#### Do this
Reproduce the records below exactly as they appear, omitting any pictures they contain.

#### Task input
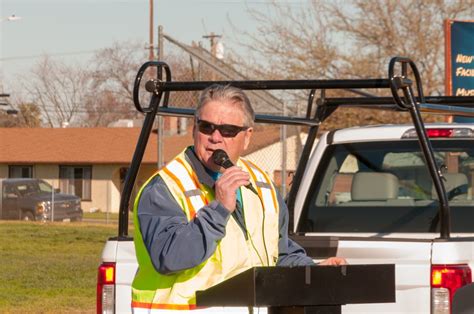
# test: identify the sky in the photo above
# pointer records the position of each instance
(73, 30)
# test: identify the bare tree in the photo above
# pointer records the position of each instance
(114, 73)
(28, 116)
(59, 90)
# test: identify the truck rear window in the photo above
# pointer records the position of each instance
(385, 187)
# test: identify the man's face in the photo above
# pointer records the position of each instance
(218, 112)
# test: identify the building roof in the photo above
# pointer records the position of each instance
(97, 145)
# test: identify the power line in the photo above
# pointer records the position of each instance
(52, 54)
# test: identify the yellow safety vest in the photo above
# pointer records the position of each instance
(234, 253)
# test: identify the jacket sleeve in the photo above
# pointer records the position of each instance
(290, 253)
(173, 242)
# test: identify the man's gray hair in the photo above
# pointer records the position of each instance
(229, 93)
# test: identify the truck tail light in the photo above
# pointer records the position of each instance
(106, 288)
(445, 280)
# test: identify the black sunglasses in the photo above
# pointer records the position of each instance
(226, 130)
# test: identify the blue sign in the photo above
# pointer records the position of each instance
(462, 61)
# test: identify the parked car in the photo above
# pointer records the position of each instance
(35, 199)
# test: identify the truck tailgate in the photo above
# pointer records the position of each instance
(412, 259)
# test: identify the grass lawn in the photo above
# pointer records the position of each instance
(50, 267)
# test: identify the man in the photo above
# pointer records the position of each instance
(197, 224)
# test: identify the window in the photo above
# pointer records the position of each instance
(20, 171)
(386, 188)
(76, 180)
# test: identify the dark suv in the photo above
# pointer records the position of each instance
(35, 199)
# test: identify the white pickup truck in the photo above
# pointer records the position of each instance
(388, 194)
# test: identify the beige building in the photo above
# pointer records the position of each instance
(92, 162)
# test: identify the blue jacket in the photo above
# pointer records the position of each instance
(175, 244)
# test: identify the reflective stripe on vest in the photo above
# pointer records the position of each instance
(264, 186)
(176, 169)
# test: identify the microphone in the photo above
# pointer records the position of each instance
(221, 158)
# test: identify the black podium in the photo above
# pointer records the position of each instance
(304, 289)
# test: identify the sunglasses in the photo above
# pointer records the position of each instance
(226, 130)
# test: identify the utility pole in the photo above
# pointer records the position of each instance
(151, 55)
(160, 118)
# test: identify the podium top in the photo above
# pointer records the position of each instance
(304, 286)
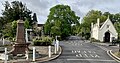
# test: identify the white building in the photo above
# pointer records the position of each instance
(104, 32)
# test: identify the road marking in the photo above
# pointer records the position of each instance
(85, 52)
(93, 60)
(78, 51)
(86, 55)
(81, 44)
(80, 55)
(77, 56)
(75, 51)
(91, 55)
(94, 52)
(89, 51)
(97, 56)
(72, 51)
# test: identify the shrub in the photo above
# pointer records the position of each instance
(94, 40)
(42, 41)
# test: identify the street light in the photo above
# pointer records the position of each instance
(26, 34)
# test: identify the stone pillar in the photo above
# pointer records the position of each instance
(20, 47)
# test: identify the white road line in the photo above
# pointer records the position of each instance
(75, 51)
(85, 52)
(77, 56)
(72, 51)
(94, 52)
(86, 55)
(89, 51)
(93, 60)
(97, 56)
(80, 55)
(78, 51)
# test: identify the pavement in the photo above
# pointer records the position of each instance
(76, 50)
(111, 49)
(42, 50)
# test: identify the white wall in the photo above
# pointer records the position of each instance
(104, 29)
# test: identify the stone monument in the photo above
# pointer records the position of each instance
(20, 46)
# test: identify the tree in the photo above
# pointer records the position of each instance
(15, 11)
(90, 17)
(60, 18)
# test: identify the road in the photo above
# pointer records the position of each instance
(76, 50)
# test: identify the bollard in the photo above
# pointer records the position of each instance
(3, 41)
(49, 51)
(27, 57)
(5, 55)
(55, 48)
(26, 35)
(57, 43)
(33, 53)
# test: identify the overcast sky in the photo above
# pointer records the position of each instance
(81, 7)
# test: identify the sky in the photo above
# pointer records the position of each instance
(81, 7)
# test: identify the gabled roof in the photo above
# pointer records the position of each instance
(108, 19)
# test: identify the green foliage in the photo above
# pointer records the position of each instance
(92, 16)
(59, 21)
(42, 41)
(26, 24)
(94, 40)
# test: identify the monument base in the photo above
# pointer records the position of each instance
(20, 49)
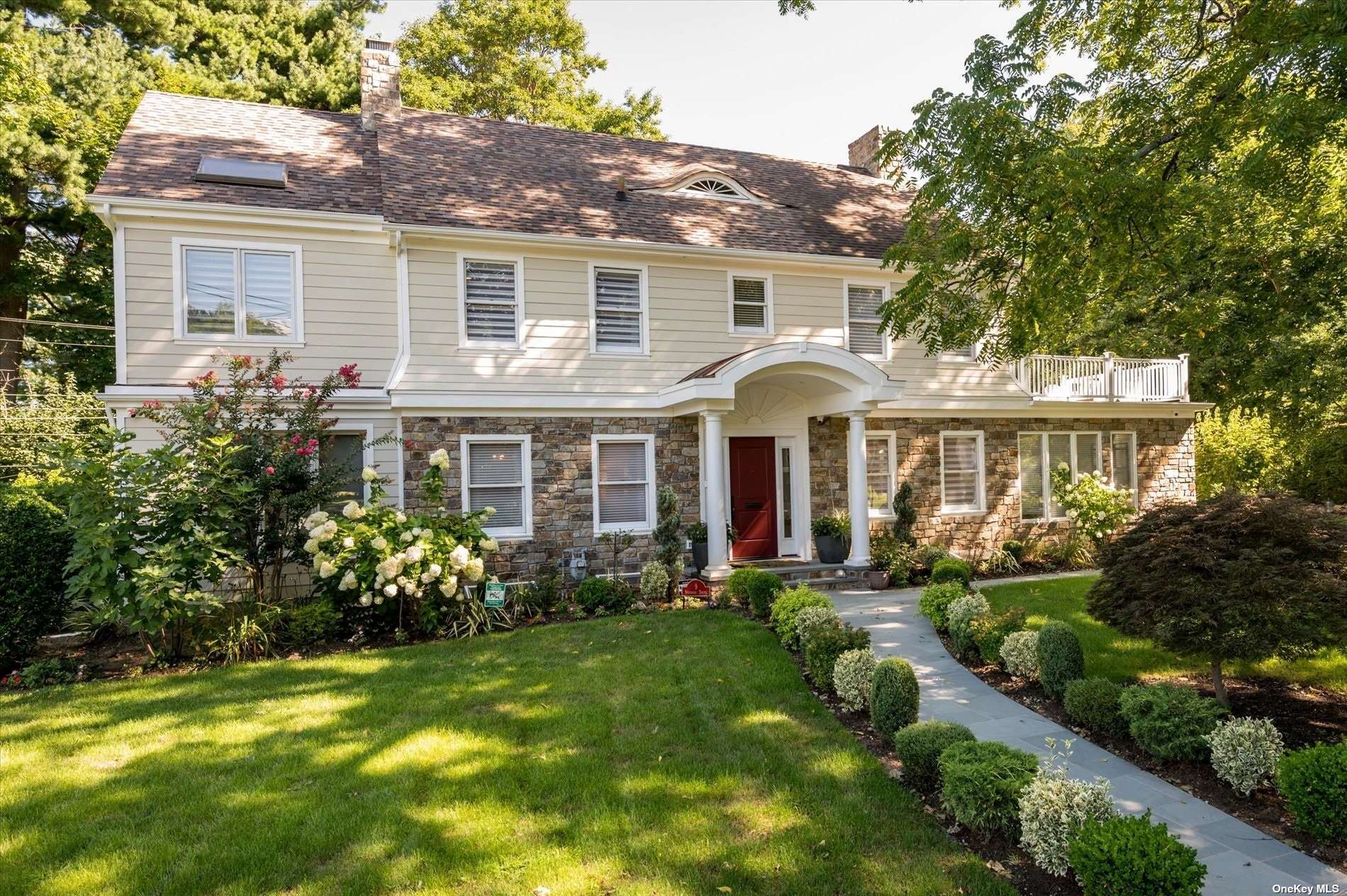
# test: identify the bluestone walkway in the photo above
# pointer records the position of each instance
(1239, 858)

#### Answer to this task
# test: identify the sky in the photo above
# pointer records the position of each instance
(73, 30)
# test: identify the bare tree in the photo above
# pointer records the position of each instance
(114, 73)
(28, 116)
(59, 90)
# test: identify the truck rear window in the photo above
# pointer records the position of each instance
(385, 187)
# test: identify the man's face in the photo above
# pointer records the position of each instance
(218, 112)
# test: identify the building roof in the photo above
# pointer records the position of each instance
(97, 145)
# test: identify the power line in the photo above
# pointer records the position of each instance
(52, 54)
# test: identify the yellow safety vest in the photo above
# pointer records the position of each instance
(234, 253)
# test: identify the jacket sleeve in the photo above
# pointer records the position of each instance
(290, 253)
(173, 242)
# test: identify the man's gray hair in the photo above
# pointer records the position of each instance
(229, 93)
# test: identify the truck tail light in the photo above
# pointer records the position of each instance
(106, 288)
(445, 280)
# test: identify the black sunglasses in the photo above
# pointer records the position of each instance
(226, 130)
# test: identify the blue sign in the photo above
# pointer records the position of each instance
(462, 61)
# test: identify the parked car in the photo above
# pointer records the position of each instance
(35, 199)
# test: identify the truck tailgate in the photo above
# pointer records the position of each instance
(412, 259)
# test: identify the grass lawn in the photo above
# pointer records the position of each instance
(50, 267)
# test: identify the man in the photo above
# pointer records the position of each instance
(197, 224)
# test: identify the window in the photo above
# pointer records the position of each instance
(20, 171)
(386, 188)
(76, 180)
# test: identify the dark suv in the photo above
# pointer records the position of each instance
(35, 199)
# test: identify the white pickup truck in the photo above
# pointer records the position of each instance
(388, 194)
# test: identify the beige building in the photo above
# pointer records the position of each instance
(92, 162)
# test: identify the blue jacket in the photo above
# pointer records the position of each instance
(175, 244)
# test: identify the reflective stripe on vest in the photo above
# pointer records the position of each instance
(264, 186)
(176, 169)
# test: identify the microphone in the photo above
# pointer records the position of each instance
(221, 158)
# test: identify the black podium in the photo above
# pointer records the position of each instance
(304, 289)
# test: identify the sunglasses in the photo above
# pointer records the position of each instance
(226, 130)
# test: identify the utility pole in the photo above
# pointer records the position of each instance
(151, 55)
(160, 118)
# test: identify the podium top in the photo above
# pointer records the position of each instance
(304, 286)
# test: identify the white building in the photo above
# pointer records the position of each instance
(104, 32)
# test: identify the road marking in the photo above
# pointer records the position of each instance
(85, 52)
(93, 60)
(78, 51)
(86, 55)
(81, 44)
(80, 55)
(77, 56)
(75, 51)
(91, 55)
(94, 52)
(89, 51)
(97, 56)
(72, 51)
# test: identify the shrub in the photo above
# pointer records the position of each instance
(94, 40)
(42, 41)
# test: identify the street light in the photo above
# pointer records the position of each instance
(26, 34)
# test: identify the stone pillar in the photo above
# pointer records the position of each instance
(20, 47)
# test: identify the white road line in the photo above
# pointer records the position of each instance
(75, 51)
(85, 52)
(77, 56)
(72, 51)
(94, 52)
(86, 55)
(89, 51)
(93, 60)
(97, 56)
(80, 55)
(78, 51)
# test: identify the pavement in the photo above
# pointer records the position of each instance
(76, 50)
(111, 49)
(42, 50)
# test: identify the white wall in the photo above
# pointer records the position of each instance
(104, 29)
# test: identify the stone monument in the photo above
# pointer records the position of each instance
(20, 46)
# test: identify the tree in the photo above
# pointer records the position of each instance
(15, 11)
(90, 17)
(60, 18)
# test: identify the road in the photo above
# pointer records the position of each instance
(76, 50)
# test: identify the bollard in the photo above
# pointer records the position of each instance
(3, 41)
(49, 51)
(27, 57)
(5, 55)
(55, 48)
(26, 35)
(57, 43)
(33, 53)
# test: identify the overcast sky in the photo above
# pointer records the position of each instance
(81, 7)
# test: identify the sky in the photo above
# pointer records the position of each instance
(81, 7)
# test: identify the gabled roof in the photo above
# pointer records the position of each instance
(108, 19)
# test: identify the green foliage in the photo above
# pointer records the position of each instance
(92, 16)
(59, 21)
(42, 41)
(26, 24)
(94, 40)
# test: identify the monument base in the photo above
# pointer records the position of each instance
(20, 49)
# test: identify the bluestone walkway in the photo above
# pointer records the position of each instance
(1239, 858)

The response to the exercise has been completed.